Ena Sendijarević Introduces Her Film "Take Me Somewhere Nice"

"More than anything, I tried to capture a certain kind of existential fear that characterizes teenage years."
Notebook

Ena Sendijarević's Take Me Somewhere Nice, which is receiving an exclusive global online premiere on MUBI, is showing from May 21 – June 20, 2019 in MUBI's Debuts series.

Take Me Somewhere Nice

“He’s the kind of person who thinks that nobody understands him, but I do,” the actor Ernad Prnjavorac responds when I ask him what to make of Emir, the character he’s playing. People have kept asking questions about him; they didn’t understand him when reading the script. I used Raskolnikov from Dostoevsky’s Crime and Punishment as an inspiration. Just like Raskolnikov, Emir is on a path of extremism and radicalization. I held on to the thought that probably the people commenting on Emir’s character wouldn’t understand Raskolnikov either. Luckily, my actor does.

We are in the middle of shooting my debut feature film, Take Me Somewhere Nice. It’s end of summer and we are shooting in scorching hot Bosnia, the country where I was born and had to leave when I was five years old, because of the war. After some years in Berlin, our family ended up in the Netherlands. A few years ago I made a short fiction dramedy about this strange period of time in our lives, these first steps of integration into Dutch society. (You can watch it here.) After making this short, I had the desire to make a film about someone who goes back to “where they came from.” To dive deeper into the complex relation between an immigrant and their home country.

§ **WHAT THIS EXERCISE ASKS**:
1) List every place name (country or city) that appears in the film introduction.
2) In the film introduction, how old was the filmmaker when she had to leave Bosnia, and why?
3) Reproduce the film introduction word for word, between "Ena Sendijarević Introduces" and "MUBI's Debuts series.", inclusive.

§ **GIVEN INFORMATION**:
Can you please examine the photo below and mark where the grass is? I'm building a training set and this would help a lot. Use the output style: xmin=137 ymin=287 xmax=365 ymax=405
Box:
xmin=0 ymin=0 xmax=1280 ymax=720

§ **PER-TASK ANSWERS**:
1) Bosnia, Berlin, the Netherlands

2) She was five years old and had to leave because of the war.

3)
Ena Sendijarević Introduces Her Film "Take Me Somewhere Nice"

"More than anything, I tried to capture a certain kind of existential fear that characterizes teenage years."
Notebook

Ena Sendijarević's Take Me Somewhere Nice, which is receiving an exclusive global online premiere on MUBI, is showing from May 21 – June 20, 2019 in MUBI's Debuts series.